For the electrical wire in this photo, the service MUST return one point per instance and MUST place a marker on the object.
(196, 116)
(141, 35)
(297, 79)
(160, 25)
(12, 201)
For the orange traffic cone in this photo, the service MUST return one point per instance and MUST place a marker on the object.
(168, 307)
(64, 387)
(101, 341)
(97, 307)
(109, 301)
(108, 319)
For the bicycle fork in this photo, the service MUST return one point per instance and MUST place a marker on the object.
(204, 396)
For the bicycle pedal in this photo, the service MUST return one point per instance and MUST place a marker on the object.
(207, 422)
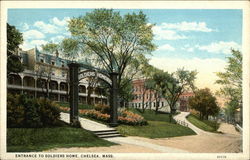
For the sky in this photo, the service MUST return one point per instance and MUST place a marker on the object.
(196, 39)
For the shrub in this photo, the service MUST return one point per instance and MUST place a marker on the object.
(49, 112)
(95, 115)
(105, 109)
(30, 113)
(126, 117)
(15, 112)
(131, 118)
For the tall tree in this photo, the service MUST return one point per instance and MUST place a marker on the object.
(156, 84)
(176, 84)
(205, 103)
(112, 38)
(14, 39)
(231, 81)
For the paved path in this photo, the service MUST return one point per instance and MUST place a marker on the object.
(94, 126)
(182, 117)
(86, 123)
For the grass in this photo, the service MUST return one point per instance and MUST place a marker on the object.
(39, 139)
(205, 125)
(158, 126)
(80, 106)
(150, 115)
(155, 129)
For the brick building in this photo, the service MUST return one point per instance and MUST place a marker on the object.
(148, 98)
(183, 101)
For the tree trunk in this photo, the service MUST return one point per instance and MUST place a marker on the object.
(89, 96)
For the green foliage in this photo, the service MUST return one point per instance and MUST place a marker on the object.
(155, 129)
(32, 113)
(40, 139)
(149, 115)
(50, 48)
(205, 103)
(177, 83)
(105, 109)
(231, 81)
(113, 40)
(80, 106)
(14, 39)
(205, 125)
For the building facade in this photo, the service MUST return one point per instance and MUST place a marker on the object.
(47, 74)
(147, 98)
(183, 101)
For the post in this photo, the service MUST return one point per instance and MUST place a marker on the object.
(73, 94)
(113, 100)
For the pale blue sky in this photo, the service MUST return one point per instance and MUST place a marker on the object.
(195, 39)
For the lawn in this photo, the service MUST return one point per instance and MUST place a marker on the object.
(158, 126)
(205, 125)
(150, 115)
(80, 106)
(155, 129)
(39, 139)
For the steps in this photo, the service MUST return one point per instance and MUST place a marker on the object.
(107, 133)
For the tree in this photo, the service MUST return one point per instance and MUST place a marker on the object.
(114, 39)
(205, 103)
(44, 71)
(156, 84)
(14, 39)
(176, 84)
(50, 48)
(231, 81)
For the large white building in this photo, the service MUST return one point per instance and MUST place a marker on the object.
(42, 70)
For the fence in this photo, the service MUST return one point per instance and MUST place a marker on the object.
(238, 127)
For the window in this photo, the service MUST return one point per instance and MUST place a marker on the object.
(62, 63)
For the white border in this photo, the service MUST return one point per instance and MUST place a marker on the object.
(244, 5)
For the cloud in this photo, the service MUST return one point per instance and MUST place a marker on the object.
(33, 34)
(188, 48)
(166, 47)
(164, 34)
(58, 22)
(188, 26)
(32, 44)
(57, 39)
(55, 26)
(24, 26)
(206, 76)
(220, 47)
(46, 28)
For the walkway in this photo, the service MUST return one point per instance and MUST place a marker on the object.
(204, 142)
(127, 141)
(182, 117)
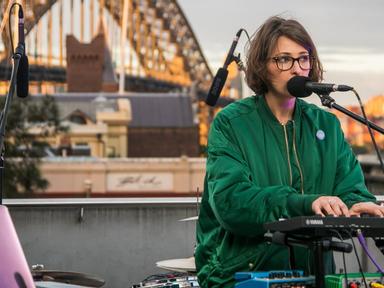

■ ■ ■

Exercise instructions:
All entries above must be duplicated exactly; please omit any picture they hold.

Task result:
For the electrical wire in this photo, the service MUST return one point per instance and MUST place a marker on the object.
(196, 116)
(141, 35)
(297, 79)
(160, 25)
(12, 201)
For the orange traffic cone in this photo, the service MUST return one point per instance and MUST place a marker on the object.
(168, 307)
(64, 387)
(101, 341)
(97, 307)
(109, 301)
(108, 319)
For the bicycle fork in this photo, the service MUST return one point per instance and MUST place a marker on the object.
(204, 396)
For the bicycle pedal in this photo, the service MUST return one point per instance and MUST place a marker on the object.
(207, 422)
For the sky in this photo, the service MUST return one point per instance and MUST place a marker on the object.
(196, 39)
For the shrub in this photo, the service MUST return one point per instance and MUST place a marker on the object.
(49, 112)
(95, 115)
(105, 109)
(30, 113)
(126, 117)
(15, 112)
(131, 118)
For the tall tree in this photo, the service MUST return one point per instance and MUST place a marker on the object.
(156, 84)
(176, 84)
(205, 103)
(112, 38)
(14, 39)
(231, 81)
For the paved path in this photo, the service MUST return one point per instance and MUST place a marker on the object.
(94, 126)
(182, 117)
(86, 123)
For the grass in this photo, the service MUST return one point per instance and MUST place a marker on the object.
(39, 139)
(205, 125)
(158, 126)
(80, 106)
(150, 115)
(155, 129)
For the brick building in this photo, the service MUST return one point per instance and MUST place a marker on the object.
(148, 98)
(183, 101)
For the tree trunk in this photo, the service MUST return one point per instance and MUST place a marker on the object.
(89, 96)
For the green foliage in this photo, the service MUST return one point per instance and MUST place a marker on the object.
(155, 129)
(32, 113)
(40, 139)
(149, 115)
(50, 48)
(205, 103)
(177, 83)
(105, 109)
(231, 81)
(113, 40)
(80, 106)
(14, 39)
(205, 125)
For the building facade in this photo, the service MUST return one point per instance and MUST place a marker on the object.
(47, 74)
(147, 98)
(183, 101)
For the post in this photo, the service MUST return one point per instance and MUST place a marker on the object.
(73, 94)
(113, 100)
For the pale blue sky in this photo, the service MUST return one point per instance and MUST place a marker on the object.
(195, 39)
For the lawn in this photo, the service MUST return one point per instance and MUST place a marker on the object.
(158, 126)
(205, 125)
(150, 115)
(80, 106)
(155, 129)
(39, 139)
For the steps in this photo, the service MUST return one point per instance and MUST place a marker on the object.
(107, 133)
For the tree in this photo, the service MUST return one point per instance and MUST place a marker on the object.
(114, 39)
(205, 103)
(44, 71)
(156, 84)
(14, 39)
(176, 84)
(50, 48)
(231, 81)
For the large white building in this photo, the service MUST return one point per instance and MUST place a marker on the object.
(42, 70)
For the fence in this photo, the service MUST return one point per instance and MUST place a marker on the object.
(238, 127)
For the window in this photo, the service MUST return one point per instance and MUST place a marker on the object.
(62, 63)
For the white border in this photo, the service MUST return one point per instance and MUST place a marker on the object.
(244, 5)
For the cloud in this photo, the service MUST return one point per instance and MUST place a marker on the object.
(33, 34)
(188, 48)
(166, 47)
(164, 34)
(58, 22)
(188, 26)
(32, 44)
(57, 39)
(55, 26)
(24, 26)
(206, 76)
(220, 47)
(46, 28)
For the walkway in this photo, the service MUST return one point per instance and MUST place a marker on the object.
(204, 142)
(127, 141)
(182, 117)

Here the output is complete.